In the entries from the line containing "Flashcard Front: What region of the image contains the dark" through the line containing "168,132,195,178", substitute "small child" for "toddler" and write out those lines again with nothing else changed.

## [Provided records]
* BEGIN *
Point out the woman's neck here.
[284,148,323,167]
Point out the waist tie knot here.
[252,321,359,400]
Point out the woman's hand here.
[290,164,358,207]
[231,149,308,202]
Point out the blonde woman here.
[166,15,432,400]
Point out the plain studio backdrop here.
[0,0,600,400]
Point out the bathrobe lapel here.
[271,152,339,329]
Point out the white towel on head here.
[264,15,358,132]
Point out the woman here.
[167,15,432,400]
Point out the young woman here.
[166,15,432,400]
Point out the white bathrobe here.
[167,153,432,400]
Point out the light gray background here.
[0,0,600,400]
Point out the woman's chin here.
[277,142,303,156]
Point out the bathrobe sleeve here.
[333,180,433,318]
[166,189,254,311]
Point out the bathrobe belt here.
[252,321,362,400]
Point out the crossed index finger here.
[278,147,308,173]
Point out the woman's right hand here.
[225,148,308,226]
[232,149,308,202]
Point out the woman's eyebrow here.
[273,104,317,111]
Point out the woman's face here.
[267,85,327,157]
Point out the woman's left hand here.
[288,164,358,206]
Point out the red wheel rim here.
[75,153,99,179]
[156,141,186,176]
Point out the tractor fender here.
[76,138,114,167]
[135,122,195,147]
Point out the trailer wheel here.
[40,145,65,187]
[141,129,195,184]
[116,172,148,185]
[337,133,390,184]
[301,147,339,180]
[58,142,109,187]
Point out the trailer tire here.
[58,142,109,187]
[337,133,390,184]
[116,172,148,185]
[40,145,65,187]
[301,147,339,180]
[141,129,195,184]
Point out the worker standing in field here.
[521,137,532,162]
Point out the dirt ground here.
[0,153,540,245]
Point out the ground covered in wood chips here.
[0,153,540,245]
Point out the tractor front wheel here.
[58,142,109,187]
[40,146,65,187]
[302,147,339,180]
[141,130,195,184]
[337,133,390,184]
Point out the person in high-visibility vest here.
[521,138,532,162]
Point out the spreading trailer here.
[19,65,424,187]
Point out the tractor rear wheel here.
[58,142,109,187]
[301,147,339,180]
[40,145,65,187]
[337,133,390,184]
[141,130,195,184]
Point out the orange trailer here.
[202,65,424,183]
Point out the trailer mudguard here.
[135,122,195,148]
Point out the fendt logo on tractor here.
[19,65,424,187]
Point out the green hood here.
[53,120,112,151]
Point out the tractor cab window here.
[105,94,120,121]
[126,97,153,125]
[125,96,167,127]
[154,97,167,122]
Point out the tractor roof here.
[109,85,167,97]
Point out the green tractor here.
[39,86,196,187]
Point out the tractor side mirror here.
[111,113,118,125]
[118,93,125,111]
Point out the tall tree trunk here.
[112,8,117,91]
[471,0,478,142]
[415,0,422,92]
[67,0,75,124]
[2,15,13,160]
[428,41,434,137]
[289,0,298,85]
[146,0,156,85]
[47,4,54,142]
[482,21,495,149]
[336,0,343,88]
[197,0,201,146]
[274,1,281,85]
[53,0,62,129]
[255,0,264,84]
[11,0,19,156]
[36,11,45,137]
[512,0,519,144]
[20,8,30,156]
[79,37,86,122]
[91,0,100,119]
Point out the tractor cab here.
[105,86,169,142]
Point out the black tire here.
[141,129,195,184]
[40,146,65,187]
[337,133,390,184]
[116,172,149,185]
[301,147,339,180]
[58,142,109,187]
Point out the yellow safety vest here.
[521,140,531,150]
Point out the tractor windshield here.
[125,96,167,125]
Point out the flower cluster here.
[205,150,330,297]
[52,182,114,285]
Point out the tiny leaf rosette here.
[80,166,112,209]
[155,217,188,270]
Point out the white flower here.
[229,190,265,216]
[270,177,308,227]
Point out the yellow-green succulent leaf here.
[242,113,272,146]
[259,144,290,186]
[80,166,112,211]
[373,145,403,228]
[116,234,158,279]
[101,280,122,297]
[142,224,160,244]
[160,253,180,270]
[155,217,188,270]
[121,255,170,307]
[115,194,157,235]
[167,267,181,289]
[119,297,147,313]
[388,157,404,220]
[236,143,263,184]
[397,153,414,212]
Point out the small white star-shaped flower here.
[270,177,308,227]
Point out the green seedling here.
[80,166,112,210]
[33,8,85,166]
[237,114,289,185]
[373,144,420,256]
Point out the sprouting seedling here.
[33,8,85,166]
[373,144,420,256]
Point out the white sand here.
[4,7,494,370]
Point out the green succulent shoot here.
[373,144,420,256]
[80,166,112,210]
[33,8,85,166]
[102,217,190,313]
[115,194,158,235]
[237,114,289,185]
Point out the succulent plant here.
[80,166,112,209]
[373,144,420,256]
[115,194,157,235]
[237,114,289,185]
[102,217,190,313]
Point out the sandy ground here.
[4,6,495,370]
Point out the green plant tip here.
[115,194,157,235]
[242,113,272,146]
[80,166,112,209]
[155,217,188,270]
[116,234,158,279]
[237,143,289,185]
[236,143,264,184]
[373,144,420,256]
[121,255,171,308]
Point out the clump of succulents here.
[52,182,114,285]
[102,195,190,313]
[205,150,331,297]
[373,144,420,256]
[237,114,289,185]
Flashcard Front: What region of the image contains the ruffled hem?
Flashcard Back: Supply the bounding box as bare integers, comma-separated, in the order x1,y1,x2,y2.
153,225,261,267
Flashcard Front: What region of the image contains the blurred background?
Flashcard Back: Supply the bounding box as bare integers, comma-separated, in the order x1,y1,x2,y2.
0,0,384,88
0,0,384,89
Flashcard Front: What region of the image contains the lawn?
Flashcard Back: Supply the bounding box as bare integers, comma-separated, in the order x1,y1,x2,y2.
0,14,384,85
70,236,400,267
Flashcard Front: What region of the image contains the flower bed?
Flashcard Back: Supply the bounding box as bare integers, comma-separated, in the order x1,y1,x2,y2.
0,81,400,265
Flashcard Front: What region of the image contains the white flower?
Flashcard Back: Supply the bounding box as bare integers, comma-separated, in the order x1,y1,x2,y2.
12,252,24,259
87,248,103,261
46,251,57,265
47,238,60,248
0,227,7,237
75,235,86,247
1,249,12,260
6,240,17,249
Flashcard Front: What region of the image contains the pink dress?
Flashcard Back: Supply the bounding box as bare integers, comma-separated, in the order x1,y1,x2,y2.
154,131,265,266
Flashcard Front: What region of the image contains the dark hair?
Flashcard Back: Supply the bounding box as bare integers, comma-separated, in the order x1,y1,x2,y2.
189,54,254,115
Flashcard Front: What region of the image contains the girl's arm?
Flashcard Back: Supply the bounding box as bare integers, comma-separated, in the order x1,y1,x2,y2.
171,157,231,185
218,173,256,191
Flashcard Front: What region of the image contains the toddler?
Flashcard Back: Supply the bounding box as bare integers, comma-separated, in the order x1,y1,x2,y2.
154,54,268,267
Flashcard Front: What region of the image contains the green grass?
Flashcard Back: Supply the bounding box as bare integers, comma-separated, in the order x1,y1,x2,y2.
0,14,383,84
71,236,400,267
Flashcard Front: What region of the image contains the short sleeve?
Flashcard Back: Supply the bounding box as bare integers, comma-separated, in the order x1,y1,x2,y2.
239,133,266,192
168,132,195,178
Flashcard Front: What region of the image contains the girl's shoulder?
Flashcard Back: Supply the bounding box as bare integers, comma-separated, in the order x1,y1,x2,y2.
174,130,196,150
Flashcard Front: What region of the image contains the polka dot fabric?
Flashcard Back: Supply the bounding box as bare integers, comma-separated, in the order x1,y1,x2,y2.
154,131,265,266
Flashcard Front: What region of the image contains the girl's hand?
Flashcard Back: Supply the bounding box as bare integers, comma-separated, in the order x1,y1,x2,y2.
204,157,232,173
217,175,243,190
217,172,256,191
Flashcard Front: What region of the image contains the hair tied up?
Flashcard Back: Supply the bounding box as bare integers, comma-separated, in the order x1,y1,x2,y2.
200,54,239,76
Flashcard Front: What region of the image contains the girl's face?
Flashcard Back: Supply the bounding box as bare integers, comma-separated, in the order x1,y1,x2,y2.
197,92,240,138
* END *
## [Exercise result]
Flashcard Front: What region of the image contains the dark hair?
Flashcard Back: Supply the bounding box as bare integers, comma-separated, in the order x1,y1,x2,y2.
189,54,254,115
Flashcard Front: What region of the image contains the girl's arm?
Flashcard Back: Supply the bounding box as bare integers, comma-separated, in the order x1,y1,x2,y2.
171,157,231,185
218,173,256,191
Flashcard Front: What region of the image contains the small child?
Flashcard Back: Supply the bounding box as bare integers, comma-separated, in the order x1,y1,x2,y2.
154,54,268,267
Flashcard Front: What region of the image contains the green grass?
Flashcard Back: Supply the bounding box as bare integers, comma-separated, in the order x1,y1,x2,y2.
0,14,383,84
71,236,400,267
Flashcard Front: What region of the image contains the short sleeve?
Flashcard Back: Supply the bounding box as bare integers, comma-separated, in the order x1,y1,x2,y2.
239,133,266,192
168,132,195,178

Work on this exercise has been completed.